### Text provided
********

No psychobabble. No silly games.
Everything I do, either in consulting or training, must be immediately applicable back on the job. Psychological jargon and theory is kept to a minimum. Workshop exercises must be designed to enhance transfer of learning. Useless games and embarrassing encounter-group-like exercises have no place in a professional environment.

Leaders don't know everything that is going on in their organizations.
Leaders might think they know but there are almost always issues and concerns affecting productivity and morale that they don't know about. Worse yet, no one will tell them.

Leadership is like looking in a mirror.
Whatever is going on in a team is in some way a reflection of the leader of that team. When people are not performing well, the only useful question for leaders to ask themselves is this: "What am I doing - or not doing - that contributes to the poor performance of my team or individual worker?"

Leaders are subject to distorted self-perceptions.
The higher you rise in management, the more distorted your self-perception is likely to become. You get less feedback and, if you are doing something that bothers people, they are unlikely to tell you. My job is to provide leaders with perceptions of them that people talk about with each other but rarely bring to the person who most needs to hear it.

90% of terminations are due to interpersonal or attitudinal problems.
The inability to do the job only accounts for 10% of separations. Deficiencies in EQ undermines teamwork, damages careers, sabotages productivity, and, when found in leader, is a significant factor in a team's performance and morale.

When terminations do occur, they are almost always long overdue.
The person's coworkers have have usually been frustrated by this person's poor performance for a long time. Faced with management inaction, they reach one of two conclusions. They think that management isn't paying attention and is unaware of what is going on. Or, worst yet, they assume that management knows but doesn't care.

********

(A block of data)
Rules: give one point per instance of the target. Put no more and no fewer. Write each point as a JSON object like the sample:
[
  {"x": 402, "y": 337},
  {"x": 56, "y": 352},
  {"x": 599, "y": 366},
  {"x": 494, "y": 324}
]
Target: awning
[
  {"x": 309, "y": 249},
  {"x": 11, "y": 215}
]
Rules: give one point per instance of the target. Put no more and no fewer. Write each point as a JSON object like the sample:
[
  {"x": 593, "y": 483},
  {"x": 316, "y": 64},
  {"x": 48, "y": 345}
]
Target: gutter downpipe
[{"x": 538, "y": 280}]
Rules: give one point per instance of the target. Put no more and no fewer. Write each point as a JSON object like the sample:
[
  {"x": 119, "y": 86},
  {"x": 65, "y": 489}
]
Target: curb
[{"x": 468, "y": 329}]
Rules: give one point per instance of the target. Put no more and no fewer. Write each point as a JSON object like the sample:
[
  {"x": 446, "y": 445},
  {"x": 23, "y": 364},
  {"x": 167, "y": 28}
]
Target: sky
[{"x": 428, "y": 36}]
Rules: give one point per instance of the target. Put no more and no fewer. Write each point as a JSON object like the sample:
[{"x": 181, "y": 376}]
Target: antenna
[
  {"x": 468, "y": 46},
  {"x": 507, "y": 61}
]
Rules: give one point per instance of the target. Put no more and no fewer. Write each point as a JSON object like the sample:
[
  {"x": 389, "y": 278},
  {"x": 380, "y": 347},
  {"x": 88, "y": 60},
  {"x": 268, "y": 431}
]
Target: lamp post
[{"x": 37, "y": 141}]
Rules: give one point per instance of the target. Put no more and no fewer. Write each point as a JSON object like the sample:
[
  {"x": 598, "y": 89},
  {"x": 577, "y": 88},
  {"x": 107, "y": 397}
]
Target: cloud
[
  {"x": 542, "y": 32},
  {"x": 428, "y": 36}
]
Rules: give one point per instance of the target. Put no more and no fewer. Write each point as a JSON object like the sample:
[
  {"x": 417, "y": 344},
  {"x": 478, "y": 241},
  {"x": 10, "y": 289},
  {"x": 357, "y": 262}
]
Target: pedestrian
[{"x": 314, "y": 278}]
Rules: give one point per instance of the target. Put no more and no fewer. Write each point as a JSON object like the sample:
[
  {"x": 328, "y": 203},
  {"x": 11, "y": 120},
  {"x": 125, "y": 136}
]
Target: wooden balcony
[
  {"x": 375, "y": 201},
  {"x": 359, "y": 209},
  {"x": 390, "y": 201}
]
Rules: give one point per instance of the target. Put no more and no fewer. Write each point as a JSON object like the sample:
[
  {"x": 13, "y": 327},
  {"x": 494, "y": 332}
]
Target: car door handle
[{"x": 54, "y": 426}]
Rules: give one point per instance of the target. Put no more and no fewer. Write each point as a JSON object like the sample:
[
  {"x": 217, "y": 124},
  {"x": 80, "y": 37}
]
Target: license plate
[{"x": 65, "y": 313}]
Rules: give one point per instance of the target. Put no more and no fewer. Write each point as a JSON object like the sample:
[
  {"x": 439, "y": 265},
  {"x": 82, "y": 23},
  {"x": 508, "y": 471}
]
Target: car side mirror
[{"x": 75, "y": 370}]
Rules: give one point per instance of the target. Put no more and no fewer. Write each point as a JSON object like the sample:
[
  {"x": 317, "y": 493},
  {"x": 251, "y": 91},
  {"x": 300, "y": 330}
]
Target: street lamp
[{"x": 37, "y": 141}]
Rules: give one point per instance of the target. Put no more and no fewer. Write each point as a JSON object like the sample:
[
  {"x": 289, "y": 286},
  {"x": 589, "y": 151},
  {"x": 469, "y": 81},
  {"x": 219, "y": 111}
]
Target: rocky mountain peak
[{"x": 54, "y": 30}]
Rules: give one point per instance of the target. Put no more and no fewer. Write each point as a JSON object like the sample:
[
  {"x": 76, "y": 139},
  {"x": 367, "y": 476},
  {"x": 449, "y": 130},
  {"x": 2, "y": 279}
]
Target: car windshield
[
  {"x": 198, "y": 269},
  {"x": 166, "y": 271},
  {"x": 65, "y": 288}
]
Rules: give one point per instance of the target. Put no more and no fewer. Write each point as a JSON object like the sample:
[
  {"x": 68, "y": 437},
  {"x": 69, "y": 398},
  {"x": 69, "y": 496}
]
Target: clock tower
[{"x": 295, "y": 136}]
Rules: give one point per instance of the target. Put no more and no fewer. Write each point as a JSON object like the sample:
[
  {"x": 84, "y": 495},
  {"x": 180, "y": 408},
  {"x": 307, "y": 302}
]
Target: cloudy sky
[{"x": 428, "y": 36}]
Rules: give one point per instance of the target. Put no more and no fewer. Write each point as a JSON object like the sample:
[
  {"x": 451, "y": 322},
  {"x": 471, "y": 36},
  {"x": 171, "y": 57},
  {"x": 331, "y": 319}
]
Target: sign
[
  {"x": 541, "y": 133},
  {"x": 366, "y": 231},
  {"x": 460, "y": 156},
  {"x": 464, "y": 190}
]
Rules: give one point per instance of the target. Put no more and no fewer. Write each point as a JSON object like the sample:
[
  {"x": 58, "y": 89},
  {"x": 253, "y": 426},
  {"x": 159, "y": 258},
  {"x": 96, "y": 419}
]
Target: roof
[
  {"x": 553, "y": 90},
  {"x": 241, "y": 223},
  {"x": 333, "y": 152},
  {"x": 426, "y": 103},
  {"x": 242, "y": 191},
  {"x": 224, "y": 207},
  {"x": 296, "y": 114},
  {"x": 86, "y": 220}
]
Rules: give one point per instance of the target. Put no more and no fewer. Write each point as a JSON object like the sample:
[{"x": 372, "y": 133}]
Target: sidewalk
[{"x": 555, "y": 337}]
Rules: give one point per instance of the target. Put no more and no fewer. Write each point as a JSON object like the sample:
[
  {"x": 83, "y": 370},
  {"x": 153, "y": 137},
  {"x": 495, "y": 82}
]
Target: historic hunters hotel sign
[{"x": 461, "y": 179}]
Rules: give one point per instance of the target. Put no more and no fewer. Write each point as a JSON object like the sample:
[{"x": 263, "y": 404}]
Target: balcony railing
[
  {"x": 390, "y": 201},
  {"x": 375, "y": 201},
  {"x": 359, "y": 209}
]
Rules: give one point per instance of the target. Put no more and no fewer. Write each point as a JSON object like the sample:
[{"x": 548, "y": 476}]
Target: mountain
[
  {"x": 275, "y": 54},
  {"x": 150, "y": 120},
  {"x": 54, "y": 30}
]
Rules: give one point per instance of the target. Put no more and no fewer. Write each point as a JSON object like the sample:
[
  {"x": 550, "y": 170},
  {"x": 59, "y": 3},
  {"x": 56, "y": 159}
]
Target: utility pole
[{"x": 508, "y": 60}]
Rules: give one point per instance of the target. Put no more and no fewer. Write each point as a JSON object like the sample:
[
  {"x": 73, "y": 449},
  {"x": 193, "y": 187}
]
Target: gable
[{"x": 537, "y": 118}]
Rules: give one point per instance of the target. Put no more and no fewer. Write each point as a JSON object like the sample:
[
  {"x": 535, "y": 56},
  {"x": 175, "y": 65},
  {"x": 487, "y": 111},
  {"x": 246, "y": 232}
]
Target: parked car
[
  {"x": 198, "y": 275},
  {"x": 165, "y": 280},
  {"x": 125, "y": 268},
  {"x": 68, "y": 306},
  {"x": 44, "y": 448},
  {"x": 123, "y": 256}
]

********

### The tasks
1. According to the passage on leadership, what share of terminations is due to interpersonal or attitudinal problems?
2. Write the next part of the passage on leadership, picking up after its final sentence.

### Answers to the exercise
1. 90% of terminations.

2.
Coaching and training must offer common-sense principles and tools.
Offered complex information and elaborate communication strategies that are difficult to put into practice, people won't remember them, they won't act on them, and you will regret paying for them.

Consulting projects are never neutral.
My presence raises hope that things will get better in an organization. I must either deliver on that hope or the outcome will be greater cynicism and greater reluctance to embrace the next change effort that comes along.

My client must be as committed to the work as I am.
I evaluate a potential client's commitment to carrying through on promises being made at the outset of any project. I will not be the occasion for staff to experience yet another failed change effort because management failed to deliver on their promises.

I have a responsibility to treat my client's money as if it were my own…very, very carefully.
If I don't think an intervention will work, I am morally obligated to say so. If I am not the appropriate resource for a project, I will assist my client in finding a resource better suited to do the work.